→ Фрагмент источника
((
За два года стало ясно, что реформа РАН не принесла обещанного чиновниками эффекта
Академическая наука по итогам двух лет реформы никакого импульса к развитию не получила, считает вице-президент РАН, председатель Сибирского отделения Александр Асеев. Это мнение он высказал на общем годовом собрании научного сообщества.
«ФАНО (Федеральное агентство научных организаций) теряет те бюджетные строчки, которые Академия приобрела тяжелым трудом», — цитирует Асеева РИА «Новости».
По словам учёного, отказано, в частности, в финансировании строительства Национального гелиогеофизического центра в Восточной Сибири. Под вопросом проведение по поручению президента России комплексной экспедиции в Республике Саха (Якутия). На них в бюджете нет денег.
))
→ Цель задания
Ответьте на вопросы по тексту о реформе РАН:
1. Какую должность, кроме поста вице-президента РАН, занимает Александр Асеев?
2. Какое агентство, по словам Асеева, теряет бюджетные строчки, полученные Академией?
3. Строительство какого центра осталось без финансирования?

→ Строки
((
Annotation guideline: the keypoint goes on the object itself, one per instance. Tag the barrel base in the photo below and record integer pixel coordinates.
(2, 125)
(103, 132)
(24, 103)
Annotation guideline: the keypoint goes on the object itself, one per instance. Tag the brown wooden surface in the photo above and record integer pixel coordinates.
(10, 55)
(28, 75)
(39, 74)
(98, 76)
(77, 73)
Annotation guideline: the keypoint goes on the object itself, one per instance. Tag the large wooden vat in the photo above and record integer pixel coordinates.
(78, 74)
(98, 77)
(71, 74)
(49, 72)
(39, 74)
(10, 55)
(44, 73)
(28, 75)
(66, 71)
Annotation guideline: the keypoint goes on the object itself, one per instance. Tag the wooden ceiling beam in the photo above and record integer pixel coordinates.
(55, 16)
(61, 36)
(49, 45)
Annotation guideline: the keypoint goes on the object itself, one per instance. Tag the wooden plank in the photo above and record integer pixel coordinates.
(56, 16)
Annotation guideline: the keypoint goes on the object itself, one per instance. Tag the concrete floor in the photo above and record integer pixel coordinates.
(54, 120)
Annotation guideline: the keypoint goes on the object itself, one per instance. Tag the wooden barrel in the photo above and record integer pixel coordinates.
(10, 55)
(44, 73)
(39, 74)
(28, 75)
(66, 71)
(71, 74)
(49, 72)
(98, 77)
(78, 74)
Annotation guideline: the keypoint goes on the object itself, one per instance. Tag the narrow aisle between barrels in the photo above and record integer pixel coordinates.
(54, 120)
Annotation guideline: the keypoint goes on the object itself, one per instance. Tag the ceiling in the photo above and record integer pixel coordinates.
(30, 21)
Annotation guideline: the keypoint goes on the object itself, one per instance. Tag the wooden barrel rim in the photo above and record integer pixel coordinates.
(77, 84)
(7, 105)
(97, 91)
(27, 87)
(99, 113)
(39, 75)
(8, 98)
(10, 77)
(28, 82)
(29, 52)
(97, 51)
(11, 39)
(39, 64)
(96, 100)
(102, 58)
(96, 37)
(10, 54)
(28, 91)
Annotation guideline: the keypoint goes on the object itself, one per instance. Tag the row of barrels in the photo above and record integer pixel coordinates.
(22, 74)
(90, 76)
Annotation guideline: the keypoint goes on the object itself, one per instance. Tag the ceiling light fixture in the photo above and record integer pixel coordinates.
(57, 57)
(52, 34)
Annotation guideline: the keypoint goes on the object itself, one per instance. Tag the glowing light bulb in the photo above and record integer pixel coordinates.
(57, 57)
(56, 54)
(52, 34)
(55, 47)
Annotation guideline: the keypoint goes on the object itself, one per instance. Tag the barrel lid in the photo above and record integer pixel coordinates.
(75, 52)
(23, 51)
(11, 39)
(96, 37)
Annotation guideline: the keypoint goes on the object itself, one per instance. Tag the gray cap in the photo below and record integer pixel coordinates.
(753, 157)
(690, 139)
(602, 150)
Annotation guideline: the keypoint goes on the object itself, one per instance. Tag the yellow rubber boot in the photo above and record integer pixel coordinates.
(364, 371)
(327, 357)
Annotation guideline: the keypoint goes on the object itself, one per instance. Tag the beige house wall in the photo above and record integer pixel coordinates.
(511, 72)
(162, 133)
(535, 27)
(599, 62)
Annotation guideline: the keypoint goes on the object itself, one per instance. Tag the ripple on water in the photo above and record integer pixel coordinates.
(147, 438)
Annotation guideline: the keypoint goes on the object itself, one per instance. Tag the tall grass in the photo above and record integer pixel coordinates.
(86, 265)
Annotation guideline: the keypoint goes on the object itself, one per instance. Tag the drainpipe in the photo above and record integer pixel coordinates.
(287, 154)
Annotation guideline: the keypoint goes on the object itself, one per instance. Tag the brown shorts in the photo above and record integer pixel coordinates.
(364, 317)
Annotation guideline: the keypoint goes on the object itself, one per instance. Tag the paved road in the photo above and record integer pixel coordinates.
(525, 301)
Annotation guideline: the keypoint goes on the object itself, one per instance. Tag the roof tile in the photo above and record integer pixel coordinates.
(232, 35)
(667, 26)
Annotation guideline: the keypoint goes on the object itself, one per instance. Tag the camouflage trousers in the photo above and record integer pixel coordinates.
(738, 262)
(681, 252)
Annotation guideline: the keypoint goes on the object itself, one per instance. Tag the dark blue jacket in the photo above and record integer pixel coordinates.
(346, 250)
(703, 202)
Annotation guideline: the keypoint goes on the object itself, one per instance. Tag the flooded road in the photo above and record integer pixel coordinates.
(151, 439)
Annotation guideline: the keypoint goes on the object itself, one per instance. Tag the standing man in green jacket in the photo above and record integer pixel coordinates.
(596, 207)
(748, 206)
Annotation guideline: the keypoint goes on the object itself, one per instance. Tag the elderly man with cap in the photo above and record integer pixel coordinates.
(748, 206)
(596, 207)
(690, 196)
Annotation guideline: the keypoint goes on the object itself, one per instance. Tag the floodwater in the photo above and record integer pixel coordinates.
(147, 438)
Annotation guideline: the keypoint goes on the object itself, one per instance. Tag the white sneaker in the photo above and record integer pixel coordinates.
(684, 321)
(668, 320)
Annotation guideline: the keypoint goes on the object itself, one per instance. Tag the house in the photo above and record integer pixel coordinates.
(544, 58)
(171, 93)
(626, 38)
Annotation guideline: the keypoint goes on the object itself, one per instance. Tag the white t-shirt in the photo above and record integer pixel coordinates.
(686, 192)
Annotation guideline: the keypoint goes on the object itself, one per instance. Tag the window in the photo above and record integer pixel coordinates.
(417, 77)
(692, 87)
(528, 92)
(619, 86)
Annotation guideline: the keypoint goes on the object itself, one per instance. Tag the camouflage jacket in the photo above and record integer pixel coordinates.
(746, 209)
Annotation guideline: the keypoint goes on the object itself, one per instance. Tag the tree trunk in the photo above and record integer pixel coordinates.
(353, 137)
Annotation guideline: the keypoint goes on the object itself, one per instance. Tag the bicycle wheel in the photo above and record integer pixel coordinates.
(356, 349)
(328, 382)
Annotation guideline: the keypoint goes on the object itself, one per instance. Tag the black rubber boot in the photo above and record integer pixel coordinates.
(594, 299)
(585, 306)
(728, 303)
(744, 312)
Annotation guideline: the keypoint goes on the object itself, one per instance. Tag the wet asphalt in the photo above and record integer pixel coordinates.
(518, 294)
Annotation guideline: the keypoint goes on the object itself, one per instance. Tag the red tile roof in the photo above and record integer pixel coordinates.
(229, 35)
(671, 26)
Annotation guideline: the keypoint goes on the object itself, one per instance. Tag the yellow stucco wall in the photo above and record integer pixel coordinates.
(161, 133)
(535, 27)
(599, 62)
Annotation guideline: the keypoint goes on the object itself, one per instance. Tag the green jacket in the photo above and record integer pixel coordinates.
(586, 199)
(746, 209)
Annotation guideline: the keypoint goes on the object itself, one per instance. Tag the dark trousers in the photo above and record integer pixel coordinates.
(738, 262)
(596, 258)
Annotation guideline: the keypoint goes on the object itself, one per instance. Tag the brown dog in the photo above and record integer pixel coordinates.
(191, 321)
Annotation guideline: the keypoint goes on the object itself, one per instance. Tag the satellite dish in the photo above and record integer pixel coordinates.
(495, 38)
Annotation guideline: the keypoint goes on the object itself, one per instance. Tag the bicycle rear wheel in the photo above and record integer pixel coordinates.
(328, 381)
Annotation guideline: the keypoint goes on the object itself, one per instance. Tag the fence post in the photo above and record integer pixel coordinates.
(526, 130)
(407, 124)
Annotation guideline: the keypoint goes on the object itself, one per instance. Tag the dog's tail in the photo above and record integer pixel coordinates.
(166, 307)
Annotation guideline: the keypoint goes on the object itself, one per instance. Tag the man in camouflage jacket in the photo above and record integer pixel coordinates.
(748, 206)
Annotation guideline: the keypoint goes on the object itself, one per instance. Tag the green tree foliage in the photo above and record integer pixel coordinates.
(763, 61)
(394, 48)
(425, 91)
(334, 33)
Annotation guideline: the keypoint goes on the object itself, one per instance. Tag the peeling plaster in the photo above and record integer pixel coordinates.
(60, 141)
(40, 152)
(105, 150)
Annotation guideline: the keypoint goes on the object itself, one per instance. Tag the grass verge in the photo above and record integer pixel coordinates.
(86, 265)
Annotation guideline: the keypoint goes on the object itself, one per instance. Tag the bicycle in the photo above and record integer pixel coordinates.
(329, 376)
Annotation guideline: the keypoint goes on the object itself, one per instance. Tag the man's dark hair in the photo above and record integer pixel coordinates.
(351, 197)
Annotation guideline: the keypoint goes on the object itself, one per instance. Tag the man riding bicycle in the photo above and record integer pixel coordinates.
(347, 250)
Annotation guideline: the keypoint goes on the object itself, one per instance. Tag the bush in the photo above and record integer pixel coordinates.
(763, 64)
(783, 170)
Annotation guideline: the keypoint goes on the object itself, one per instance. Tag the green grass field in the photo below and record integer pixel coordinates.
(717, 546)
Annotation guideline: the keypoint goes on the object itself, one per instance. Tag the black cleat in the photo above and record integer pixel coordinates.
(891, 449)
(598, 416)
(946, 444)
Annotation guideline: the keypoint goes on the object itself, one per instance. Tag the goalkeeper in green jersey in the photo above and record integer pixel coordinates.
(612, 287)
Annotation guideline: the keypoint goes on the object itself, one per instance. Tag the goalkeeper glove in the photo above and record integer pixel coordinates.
))
→ Результат задания
1. Председатель Сибирского отделения.
2. ФАНО (Федеральное агентство научных организаций).
3. Национального гелиогеофизического центра в Восточной Сибири.